Excerpts from a dataset
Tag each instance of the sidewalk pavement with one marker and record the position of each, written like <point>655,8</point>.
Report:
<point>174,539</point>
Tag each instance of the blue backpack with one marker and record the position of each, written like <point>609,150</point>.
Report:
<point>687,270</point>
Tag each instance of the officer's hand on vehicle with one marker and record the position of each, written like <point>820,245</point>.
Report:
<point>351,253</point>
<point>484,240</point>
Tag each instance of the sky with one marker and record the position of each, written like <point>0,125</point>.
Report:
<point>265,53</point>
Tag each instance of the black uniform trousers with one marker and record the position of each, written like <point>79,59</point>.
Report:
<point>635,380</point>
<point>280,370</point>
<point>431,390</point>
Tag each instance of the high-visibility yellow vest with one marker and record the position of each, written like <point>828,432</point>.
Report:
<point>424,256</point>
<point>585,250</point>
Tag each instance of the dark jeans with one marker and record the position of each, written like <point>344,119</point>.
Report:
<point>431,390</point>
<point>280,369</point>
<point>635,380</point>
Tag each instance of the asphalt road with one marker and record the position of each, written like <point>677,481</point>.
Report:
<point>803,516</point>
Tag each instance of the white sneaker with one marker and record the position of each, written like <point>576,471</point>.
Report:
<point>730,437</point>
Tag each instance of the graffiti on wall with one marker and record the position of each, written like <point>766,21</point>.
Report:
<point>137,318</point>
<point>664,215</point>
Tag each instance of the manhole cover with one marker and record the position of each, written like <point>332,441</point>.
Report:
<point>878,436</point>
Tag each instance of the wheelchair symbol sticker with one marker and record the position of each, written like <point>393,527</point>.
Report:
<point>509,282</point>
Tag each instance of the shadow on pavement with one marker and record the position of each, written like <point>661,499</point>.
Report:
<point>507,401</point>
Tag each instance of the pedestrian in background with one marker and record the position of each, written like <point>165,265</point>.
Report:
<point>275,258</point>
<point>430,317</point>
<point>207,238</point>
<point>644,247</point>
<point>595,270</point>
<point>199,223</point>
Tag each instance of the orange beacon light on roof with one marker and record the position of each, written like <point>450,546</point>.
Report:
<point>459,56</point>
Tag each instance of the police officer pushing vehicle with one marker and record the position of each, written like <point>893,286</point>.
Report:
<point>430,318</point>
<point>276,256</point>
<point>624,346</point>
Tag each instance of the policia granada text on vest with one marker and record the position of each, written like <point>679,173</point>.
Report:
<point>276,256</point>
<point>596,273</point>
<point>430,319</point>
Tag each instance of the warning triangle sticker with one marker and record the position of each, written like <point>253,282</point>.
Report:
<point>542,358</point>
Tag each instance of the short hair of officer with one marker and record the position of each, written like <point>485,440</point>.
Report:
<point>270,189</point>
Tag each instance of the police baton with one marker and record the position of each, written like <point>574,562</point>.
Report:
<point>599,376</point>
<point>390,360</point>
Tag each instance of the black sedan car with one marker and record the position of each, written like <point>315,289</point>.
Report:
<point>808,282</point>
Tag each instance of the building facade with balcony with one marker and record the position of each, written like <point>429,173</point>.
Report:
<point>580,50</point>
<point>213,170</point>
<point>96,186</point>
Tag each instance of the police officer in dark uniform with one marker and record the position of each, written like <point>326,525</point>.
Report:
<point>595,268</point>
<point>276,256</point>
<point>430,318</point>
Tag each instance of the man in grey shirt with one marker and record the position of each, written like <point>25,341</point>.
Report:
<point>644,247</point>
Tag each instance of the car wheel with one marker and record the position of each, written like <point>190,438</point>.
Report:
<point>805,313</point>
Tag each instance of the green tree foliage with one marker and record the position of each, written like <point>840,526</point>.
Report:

:: What is needed ::
Gather from the entries above all lines that include the string "police".

:: Reply ::
Tag each instance of the police officer pushing vehicle with one marker and record the position of each, written like <point>893,286</point>.
Tag each instance of the police baton with one marker and record the position of each, written like <point>574,562</point>.
Tag each instance of the police officer in dark uniform with one marker and record the position of each, written like <point>326,525</point>.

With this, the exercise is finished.